**TASK DIRECTIONS:** Please copy exactly the lines that begin with the one containing "Where can you see the grass in" and end with the last line of the entries.
__________________________________________________
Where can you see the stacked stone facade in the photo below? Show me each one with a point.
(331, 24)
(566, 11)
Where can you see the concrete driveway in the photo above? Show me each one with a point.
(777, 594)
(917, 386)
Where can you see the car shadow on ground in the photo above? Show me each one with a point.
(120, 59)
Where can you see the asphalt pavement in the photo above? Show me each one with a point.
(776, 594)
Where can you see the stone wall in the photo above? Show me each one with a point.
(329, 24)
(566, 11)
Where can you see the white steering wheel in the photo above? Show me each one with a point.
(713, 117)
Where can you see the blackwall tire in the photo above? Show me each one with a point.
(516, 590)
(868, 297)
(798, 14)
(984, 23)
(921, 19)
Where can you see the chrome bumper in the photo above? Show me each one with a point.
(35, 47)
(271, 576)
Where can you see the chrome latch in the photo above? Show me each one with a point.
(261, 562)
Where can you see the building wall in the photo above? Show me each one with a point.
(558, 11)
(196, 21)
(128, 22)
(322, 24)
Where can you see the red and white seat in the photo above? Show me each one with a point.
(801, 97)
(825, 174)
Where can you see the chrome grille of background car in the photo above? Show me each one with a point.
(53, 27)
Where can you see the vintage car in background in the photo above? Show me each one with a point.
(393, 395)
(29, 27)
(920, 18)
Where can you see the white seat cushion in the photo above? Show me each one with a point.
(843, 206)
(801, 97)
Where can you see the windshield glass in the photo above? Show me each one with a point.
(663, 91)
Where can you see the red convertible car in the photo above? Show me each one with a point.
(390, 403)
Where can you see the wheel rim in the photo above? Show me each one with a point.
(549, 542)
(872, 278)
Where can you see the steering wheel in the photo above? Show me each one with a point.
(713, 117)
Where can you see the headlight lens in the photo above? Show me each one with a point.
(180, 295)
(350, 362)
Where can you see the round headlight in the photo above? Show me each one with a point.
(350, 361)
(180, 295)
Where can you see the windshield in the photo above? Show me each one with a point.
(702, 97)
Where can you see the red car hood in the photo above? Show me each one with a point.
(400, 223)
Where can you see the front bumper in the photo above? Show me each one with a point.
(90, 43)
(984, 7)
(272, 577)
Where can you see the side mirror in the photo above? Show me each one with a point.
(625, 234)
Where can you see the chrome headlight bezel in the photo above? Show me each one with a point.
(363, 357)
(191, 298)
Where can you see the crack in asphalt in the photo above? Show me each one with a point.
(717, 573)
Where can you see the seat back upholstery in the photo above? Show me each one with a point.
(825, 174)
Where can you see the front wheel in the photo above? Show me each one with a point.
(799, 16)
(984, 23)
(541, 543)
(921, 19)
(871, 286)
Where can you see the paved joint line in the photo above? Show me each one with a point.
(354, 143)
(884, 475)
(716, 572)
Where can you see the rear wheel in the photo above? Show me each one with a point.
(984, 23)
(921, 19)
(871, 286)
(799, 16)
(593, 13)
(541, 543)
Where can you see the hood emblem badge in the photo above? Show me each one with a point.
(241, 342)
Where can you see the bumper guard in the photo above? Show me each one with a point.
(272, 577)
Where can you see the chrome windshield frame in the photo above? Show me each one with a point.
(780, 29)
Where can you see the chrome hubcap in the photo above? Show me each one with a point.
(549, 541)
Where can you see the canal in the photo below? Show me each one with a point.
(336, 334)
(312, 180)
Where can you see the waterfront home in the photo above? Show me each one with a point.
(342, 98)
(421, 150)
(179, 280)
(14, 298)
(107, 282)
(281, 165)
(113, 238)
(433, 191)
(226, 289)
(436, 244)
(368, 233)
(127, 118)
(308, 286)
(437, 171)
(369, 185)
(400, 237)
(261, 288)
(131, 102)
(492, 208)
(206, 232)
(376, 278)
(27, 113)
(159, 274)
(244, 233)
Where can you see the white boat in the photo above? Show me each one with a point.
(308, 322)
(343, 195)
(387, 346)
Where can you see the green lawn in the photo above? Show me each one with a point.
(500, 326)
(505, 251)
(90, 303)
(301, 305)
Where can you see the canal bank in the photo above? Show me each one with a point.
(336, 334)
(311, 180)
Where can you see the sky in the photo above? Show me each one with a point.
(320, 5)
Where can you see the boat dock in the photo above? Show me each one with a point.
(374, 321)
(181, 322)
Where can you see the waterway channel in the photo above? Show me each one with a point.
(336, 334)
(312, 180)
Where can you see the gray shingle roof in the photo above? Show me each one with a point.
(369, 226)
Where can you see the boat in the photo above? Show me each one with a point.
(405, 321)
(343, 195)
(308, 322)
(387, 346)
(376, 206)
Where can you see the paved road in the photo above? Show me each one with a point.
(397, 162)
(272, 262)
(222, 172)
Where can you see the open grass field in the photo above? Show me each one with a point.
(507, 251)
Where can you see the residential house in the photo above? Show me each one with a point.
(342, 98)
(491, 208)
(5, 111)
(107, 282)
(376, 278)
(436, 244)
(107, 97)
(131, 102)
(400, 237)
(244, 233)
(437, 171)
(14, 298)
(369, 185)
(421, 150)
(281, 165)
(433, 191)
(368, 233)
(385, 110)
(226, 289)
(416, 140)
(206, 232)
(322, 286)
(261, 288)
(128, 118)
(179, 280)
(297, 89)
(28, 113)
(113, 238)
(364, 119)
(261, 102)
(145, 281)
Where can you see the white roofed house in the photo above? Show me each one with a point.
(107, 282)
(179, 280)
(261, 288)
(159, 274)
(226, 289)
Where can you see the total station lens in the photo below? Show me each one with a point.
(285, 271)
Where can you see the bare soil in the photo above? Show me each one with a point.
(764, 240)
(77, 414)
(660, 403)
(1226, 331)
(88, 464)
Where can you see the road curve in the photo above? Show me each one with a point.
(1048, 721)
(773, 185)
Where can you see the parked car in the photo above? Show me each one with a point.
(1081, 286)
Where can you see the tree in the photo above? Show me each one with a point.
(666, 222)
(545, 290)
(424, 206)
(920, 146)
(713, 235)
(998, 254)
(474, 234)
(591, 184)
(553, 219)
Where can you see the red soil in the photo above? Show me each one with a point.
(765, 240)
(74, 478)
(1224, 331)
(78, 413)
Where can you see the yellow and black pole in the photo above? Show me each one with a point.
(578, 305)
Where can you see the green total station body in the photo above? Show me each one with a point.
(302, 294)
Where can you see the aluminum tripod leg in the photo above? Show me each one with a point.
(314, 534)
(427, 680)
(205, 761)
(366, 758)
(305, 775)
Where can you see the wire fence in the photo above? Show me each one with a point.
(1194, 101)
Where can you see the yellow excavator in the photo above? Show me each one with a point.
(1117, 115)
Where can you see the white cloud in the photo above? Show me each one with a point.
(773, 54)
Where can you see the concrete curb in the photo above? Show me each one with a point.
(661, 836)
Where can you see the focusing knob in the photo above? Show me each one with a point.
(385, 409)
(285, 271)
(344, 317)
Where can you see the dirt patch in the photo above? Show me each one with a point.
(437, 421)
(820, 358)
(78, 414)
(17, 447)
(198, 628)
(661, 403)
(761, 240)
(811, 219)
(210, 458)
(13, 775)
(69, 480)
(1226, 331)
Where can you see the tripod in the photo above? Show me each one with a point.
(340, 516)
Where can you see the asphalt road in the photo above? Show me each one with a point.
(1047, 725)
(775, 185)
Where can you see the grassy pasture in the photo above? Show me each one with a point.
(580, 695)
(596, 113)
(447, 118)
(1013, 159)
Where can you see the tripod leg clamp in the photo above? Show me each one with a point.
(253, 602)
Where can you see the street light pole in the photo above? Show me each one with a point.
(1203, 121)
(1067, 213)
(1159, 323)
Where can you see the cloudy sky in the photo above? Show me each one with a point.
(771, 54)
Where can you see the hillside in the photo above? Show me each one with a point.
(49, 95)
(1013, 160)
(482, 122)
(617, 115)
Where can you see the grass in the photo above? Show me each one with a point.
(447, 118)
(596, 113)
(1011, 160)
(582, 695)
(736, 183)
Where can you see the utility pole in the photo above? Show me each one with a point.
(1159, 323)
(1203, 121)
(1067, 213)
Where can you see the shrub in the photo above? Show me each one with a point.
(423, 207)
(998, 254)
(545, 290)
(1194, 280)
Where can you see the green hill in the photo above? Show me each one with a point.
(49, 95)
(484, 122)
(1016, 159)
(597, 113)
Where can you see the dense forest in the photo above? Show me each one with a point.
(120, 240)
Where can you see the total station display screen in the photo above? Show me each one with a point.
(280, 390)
__________________________________________________
**OUTPUT OF THE TASK:**
Where can you see the grass in the photo above? Show me each one with a point.
(447, 118)
(596, 113)
(1011, 160)
(582, 695)
(736, 183)
Where can you see the utility pole in the photo above? Show me each one with a point.
(1159, 323)
(1203, 121)
(1067, 213)
Where can you see the shrub in the photo above? Show me each one with a point.
(423, 207)
(998, 254)
(545, 290)
(1194, 280)
Where can you see the green hill in the photo above? Show me each one with a point.
(49, 95)
(484, 122)
(1016, 159)
(597, 113)
Where can you see the dense forest in the photo above? Show me each one with a point.
(120, 240)
Where can you see the total station display screen in the photo above? Show me each one with a point.
(280, 390)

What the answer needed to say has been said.